Point localization data:
━━━━━━━━━━━━━━━━━━━━━━━━━━━━━━

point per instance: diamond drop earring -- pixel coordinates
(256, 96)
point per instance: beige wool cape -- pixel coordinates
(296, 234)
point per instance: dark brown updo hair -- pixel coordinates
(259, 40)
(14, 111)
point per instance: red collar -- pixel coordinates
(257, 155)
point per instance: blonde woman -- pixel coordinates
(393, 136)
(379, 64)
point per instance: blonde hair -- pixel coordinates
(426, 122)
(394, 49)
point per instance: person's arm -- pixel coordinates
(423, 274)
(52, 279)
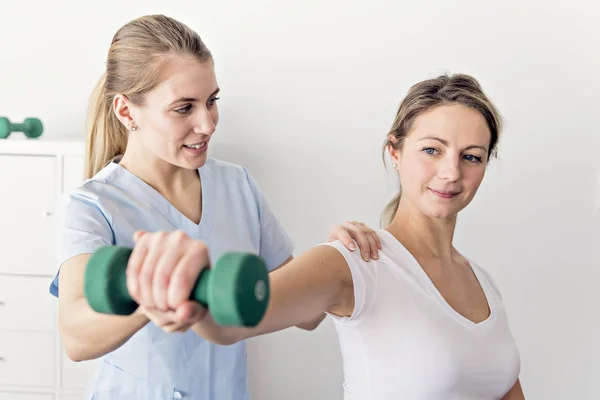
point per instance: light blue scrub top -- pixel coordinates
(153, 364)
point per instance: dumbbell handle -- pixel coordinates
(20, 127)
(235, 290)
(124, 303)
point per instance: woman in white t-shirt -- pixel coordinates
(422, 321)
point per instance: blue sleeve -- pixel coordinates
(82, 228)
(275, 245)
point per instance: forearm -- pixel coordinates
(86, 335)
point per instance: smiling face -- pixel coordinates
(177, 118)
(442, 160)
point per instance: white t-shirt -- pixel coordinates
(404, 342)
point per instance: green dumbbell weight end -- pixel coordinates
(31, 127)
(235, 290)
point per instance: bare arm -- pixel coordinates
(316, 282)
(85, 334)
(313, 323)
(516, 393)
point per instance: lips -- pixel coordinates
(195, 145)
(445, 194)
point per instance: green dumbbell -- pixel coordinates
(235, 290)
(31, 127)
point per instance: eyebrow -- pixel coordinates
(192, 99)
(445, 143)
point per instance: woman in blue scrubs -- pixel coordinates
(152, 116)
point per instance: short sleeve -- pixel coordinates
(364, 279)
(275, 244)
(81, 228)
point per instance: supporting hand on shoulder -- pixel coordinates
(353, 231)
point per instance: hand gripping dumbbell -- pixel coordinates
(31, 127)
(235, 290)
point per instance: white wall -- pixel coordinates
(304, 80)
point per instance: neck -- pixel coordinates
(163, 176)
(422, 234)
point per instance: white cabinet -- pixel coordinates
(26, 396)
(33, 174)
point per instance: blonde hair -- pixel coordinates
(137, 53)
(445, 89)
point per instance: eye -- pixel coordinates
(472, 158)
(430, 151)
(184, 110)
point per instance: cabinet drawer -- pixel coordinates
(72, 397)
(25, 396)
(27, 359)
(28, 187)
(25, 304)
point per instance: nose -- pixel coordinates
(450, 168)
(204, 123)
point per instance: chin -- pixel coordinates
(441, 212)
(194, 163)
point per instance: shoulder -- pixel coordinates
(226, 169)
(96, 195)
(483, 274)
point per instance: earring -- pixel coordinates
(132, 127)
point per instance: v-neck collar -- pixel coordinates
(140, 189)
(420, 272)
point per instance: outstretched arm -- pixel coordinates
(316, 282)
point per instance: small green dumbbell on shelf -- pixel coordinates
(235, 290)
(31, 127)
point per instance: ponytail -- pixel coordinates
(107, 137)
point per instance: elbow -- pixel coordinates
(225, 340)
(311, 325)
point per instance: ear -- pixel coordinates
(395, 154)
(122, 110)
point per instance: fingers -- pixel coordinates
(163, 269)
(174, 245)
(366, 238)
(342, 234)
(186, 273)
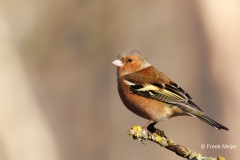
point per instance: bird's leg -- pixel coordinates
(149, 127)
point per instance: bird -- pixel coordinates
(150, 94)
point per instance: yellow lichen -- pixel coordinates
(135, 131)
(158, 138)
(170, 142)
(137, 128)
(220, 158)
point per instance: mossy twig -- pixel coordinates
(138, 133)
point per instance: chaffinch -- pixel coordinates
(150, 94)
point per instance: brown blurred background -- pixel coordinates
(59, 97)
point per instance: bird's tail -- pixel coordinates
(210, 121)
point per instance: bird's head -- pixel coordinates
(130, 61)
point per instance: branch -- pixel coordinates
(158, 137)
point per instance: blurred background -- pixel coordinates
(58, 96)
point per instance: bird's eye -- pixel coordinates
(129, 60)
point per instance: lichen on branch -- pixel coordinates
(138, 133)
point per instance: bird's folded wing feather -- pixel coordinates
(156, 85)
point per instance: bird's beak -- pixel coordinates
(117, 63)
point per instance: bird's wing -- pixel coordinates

━━━━━━━━━━━━━━━━━━━━━━━━━━━━━━

Print out every entry above without changing a word, and leave out the pictures.

point per instance: diamond drop earring -- pixel coordinates
(256, 96)
point per instance: beige wool cape -- pixel coordinates
(296, 234)
point per instance: dark brown updo hair -- pixel coordinates
(259, 40)
(14, 111)
point per instance: red collar -- pixel coordinates
(257, 155)
point per instance: blonde woman -- pixel coordinates
(393, 136)
(379, 64)
point per instance: blonde hair -- pixel coordinates
(426, 122)
(394, 49)
point per instance: person's arm -- pixel coordinates
(423, 274)
(52, 279)
point per instance: light blue scrub top -- pixel coordinates
(153, 364)
point per instance: dumbbell handle -- pixel coordinates
(20, 127)
(235, 290)
(124, 303)
point per instance: woman in white t-shirt -- pixel coordinates
(422, 321)
point per instance: blue sleeve -- pixel coordinates
(82, 228)
(275, 245)
point per instance: forearm -- pixel coordinates
(86, 335)
point per instance: smiling face -- pixel coordinates
(177, 118)
(442, 160)
point per instance: white t-shirt -- pixel coordinates
(404, 342)
point per instance: green dumbbell weight end -- pixel coordinates
(31, 127)
(235, 290)
point per instance: bare arm -- pixel coordinates
(316, 282)
(85, 334)
(313, 323)
(516, 393)
point per instance: lips -- pixel coordinates
(195, 145)
(445, 194)
point per instance: green dumbbell -- pixel coordinates
(235, 290)
(31, 127)
point per instance: eyebrow -- pixel coordinates
(192, 99)
(445, 143)
point per instance: woman in blue scrubs -- pixel coordinates
(152, 116)
point per instance: short sleeve -- pixel coordinates
(364, 279)
(275, 244)
(81, 228)
point per instance: supporting hand on shoulder -- pixel coordinates
(353, 231)
point per instance: hand gripping dumbbell -- pixel coordinates
(31, 127)
(235, 290)
point per instance: white wall -- pixel coordinates
(304, 80)
point per instance: neck -- pixel coordinates
(163, 176)
(422, 234)
point per instance: white cabinet -- pixel coordinates
(26, 396)
(33, 174)
point per instance: blonde hair -- pixel coordinates
(137, 53)
(445, 89)
point per instance: eye -- pixel coordinates
(472, 158)
(430, 151)
(184, 110)
point per instance: cabinet drawer -- pixel coordinates
(72, 397)
(25, 396)
(27, 359)
(28, 187)
(25, 304)
point per instance: nose -- pixel coordinates
(450, 168)
(204, 123)
point per instance: chin -- pixel coordinates
(441, 212)
(194, 163)
point per instance: shoulder -- pixel coordinates
(226, 169)
(96, 195)
(483, 274)
point per instance: earring -- pixel coordinates
(132, 127)
point per instance: v-neck collar -- pixel coordinates
(140, 189)
(420, 272)
point per instance: outstretched arm -- pixel coordinates
(316, 282)
point per instance: small green dumbbell on shelf -- pixel coordinates
(235, 290)
(31, 127)
point per instance: ponytail -- pixel coordinates
(107, 137)
point per instance: elbow -- pixel coordinates
(225, 340)
(311, 325)
point per instance: ear -- pixel coordinates
(395, 154)
(122, 110)
point per instance: fingers -- pixel coordinates
(163, 269)
(174, 245)
(366, 238)
(342, 234)
(186, 273)
point per instance: bird's leg -- pixel coordinates
(149, 127)
point per instance: bird -- pixel coordinates
(150, 94)
point per instance: yellow lichen -- pixel coordinates
(135, 131)
(158, 138)
(170, 142)
(137, 128)
(220, 158)
point per instance: mossy twig -- pixel coordinates
(138, 133)
point per instance: chaffinch -- pixel coordinates
(150, 94)
point per instance: brown blurred background -- pixel coordinates
(59, 97)
point per instance: bird's tail -- pixel coordinates
(210, 121)
point per instance: bird's head -- pixel coordinates
(130, 61)
point per instance: branch -- pixel coordinates
(158, 137)
point per instance: blurred background -- pixel coordinates
(58, 96)
point per instance: bird's eye -- pixel coordinates
(129, 60)
point per instance: lichen on branch -- pixel coordinates
(138, 133)
point per instance: bird's folded wing feather -- pixel coordinates
(156, 85)
point per instance: bird's beak -- pixel coordinates
(117, 63)
point per instance: bird's wing -- pixel coordinates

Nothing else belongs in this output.